Print verbatim every line starting at the one that contains "of the roof" and ending at the final line of the records; include both endpoints.
**** Information provided ****
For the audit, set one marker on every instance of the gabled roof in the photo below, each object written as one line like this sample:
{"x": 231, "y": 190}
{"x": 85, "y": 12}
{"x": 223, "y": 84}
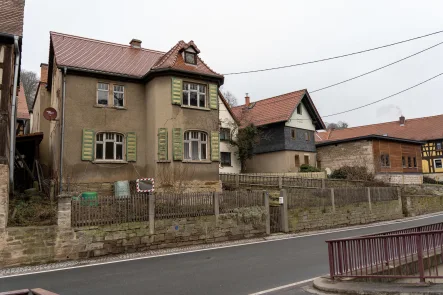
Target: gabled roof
{"x": 277, "y": 109}
{"x": 11, "y": 17}
{"x": 108, "y": 58}
{"x": 22, "y": 105}
{"x": 421, "y": 129}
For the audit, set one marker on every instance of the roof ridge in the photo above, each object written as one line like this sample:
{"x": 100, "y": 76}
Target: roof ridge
{"x": 103, "y": 42}
{"x": 262, "y": 100}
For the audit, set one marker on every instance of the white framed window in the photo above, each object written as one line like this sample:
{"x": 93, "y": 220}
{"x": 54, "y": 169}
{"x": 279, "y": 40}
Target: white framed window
{"x": 195, "y": 145}
{"x": 102, "y": 93}
{"x": 119, "y": 95}
{"x": 109, "y": 146}
{"x": 194, "y": 95}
****
# Answer to the task
For the audit, set one marker on every instance of the roof ridge in the photo above, each object written as one line like this sample:
{"x": 100, "y": 76}
Target: roof ridge
{"x": 103, "y": 42}
{"x": 262, "y": 100}
For the audit, set one marker on every instance of the white framed window in the photo above, each object written as one line like this sample:
{"x": 93, "y": 220}
{"x": 54, "y": 169}
{"x": 279, "y": 40}
Target: white framed window
{"x": 195, "y": 145}
{"x": 102, "y": 93}
{"x": 119, "y": 95}
{"x": 109, "y": 146}
{"x": 194, "y": 95}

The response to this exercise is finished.